* **Exercise prompt**: Rewrite the stretch from the start of the items through the line containing "23), (139, 20)]", swapping "wooden beam" for "timber beam" and keeping everything else as it is.

══ Raw data ══

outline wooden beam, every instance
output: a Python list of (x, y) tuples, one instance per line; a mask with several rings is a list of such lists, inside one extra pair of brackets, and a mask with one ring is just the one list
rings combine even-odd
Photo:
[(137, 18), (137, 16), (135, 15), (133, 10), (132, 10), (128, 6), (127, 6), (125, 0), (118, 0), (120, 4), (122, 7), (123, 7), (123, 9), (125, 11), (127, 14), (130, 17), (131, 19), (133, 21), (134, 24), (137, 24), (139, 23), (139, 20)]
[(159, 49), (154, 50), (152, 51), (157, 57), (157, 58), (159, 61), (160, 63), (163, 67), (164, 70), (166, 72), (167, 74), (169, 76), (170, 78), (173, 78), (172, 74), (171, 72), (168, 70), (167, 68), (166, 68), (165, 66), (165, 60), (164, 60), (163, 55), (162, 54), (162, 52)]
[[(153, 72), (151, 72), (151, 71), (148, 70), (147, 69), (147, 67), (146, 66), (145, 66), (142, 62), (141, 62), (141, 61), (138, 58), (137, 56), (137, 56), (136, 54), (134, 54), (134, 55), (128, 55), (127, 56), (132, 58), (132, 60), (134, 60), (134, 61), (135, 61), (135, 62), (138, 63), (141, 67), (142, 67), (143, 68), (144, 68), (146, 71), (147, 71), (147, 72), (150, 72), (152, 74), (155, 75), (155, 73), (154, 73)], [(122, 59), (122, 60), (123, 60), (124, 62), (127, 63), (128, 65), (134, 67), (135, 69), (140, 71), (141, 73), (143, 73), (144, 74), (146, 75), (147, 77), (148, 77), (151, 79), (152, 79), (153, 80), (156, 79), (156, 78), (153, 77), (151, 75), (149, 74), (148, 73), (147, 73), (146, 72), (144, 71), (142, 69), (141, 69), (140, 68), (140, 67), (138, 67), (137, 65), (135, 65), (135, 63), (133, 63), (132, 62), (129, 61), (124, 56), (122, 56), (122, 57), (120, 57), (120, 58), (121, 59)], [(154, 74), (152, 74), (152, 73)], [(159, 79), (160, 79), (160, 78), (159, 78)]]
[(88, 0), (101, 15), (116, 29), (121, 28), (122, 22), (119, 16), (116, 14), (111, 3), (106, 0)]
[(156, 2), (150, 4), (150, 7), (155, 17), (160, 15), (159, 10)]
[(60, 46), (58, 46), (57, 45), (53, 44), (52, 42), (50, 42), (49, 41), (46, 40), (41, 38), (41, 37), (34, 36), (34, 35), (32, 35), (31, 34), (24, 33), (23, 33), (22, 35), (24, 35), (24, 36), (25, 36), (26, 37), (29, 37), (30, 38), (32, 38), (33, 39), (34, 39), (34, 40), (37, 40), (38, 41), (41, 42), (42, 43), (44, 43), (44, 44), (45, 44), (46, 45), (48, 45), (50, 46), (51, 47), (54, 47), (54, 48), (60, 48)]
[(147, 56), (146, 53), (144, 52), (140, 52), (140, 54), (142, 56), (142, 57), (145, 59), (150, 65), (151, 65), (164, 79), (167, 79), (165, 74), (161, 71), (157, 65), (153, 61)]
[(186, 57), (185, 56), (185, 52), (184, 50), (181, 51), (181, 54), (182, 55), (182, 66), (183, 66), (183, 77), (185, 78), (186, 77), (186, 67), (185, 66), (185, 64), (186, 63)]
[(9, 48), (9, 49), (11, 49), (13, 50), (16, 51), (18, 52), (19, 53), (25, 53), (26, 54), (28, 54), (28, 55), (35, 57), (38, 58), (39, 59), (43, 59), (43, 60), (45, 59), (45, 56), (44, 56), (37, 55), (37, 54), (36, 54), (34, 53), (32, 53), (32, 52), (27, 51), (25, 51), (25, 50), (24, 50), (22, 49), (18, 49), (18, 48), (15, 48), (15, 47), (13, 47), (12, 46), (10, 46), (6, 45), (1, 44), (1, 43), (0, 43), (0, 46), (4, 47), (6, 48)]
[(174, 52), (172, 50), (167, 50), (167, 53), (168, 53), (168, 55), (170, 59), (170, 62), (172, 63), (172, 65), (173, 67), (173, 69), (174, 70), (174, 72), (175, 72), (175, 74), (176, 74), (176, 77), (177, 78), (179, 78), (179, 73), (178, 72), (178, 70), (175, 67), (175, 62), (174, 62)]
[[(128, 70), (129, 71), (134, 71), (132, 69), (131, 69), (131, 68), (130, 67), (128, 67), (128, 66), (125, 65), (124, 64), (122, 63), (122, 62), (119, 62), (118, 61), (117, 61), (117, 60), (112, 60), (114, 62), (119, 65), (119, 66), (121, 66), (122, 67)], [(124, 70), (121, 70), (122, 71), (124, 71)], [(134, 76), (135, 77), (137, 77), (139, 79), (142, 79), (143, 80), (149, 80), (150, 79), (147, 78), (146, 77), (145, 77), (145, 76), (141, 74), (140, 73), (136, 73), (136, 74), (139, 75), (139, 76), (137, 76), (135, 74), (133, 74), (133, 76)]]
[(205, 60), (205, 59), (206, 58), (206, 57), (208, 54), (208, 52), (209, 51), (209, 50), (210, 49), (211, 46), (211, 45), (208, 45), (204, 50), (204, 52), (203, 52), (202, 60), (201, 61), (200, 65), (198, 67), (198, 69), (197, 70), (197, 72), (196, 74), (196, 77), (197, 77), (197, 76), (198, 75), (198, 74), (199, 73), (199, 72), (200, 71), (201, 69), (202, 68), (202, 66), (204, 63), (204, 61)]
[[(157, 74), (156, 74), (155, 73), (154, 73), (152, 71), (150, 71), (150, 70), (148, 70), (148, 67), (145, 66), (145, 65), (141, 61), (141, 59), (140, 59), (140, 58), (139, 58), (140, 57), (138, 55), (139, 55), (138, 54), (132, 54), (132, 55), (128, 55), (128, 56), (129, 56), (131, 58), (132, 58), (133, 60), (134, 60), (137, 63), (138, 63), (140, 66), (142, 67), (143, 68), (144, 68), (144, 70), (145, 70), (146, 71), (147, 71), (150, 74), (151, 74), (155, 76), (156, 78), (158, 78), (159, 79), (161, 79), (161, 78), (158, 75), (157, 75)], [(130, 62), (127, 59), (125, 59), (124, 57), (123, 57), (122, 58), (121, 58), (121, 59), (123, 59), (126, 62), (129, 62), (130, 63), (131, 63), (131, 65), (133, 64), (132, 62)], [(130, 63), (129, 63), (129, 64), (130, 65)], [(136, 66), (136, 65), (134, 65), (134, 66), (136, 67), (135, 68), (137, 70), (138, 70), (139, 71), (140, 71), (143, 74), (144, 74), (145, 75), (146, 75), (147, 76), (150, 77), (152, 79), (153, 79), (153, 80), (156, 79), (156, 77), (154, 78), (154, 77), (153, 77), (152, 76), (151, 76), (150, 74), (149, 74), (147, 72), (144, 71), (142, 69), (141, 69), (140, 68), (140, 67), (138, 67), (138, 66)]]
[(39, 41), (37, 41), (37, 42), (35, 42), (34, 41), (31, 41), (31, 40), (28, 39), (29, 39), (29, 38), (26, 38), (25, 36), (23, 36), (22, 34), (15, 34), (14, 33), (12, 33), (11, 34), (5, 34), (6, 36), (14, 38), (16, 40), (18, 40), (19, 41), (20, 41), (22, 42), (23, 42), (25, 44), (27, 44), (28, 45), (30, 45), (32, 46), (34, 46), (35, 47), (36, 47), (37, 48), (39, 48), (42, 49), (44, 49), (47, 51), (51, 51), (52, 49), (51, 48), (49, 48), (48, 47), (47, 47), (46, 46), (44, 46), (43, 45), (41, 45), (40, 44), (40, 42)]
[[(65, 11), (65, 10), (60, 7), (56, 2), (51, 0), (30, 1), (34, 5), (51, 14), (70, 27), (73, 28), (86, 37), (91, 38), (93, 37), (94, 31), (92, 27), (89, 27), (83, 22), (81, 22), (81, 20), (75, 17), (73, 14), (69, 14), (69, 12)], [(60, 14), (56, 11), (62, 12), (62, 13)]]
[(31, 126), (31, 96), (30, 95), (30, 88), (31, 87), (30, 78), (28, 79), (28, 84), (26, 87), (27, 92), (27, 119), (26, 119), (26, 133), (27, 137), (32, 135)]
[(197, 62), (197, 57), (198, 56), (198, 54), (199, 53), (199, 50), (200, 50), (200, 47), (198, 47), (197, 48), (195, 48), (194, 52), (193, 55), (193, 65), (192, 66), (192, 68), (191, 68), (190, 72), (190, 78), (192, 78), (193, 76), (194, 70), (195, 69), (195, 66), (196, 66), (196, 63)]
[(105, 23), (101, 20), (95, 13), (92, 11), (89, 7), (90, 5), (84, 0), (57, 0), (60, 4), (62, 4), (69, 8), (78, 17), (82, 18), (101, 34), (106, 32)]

═══

* **Result**:
outline timber beam, every instance
output: a Python list of (x, y) tuples, one instance per line; a mask with several rings is a list of such lists, inside one extra pair of brackets, and a mask with one ring is just the one list
rings combine even-odd
Photo:
[(137, 18), (137, 16), (135, 15), (133, 10), (132, 10), (128, 6), (127, 6), (125, 0), (118, 0), (120, 4), (122, 7), (123, 7), (123, 9), (125, 11), (127, 14), (130, 17), (131, 19), (133, 21), (134, 24), (137, 24), (139, 23), (139, 20)]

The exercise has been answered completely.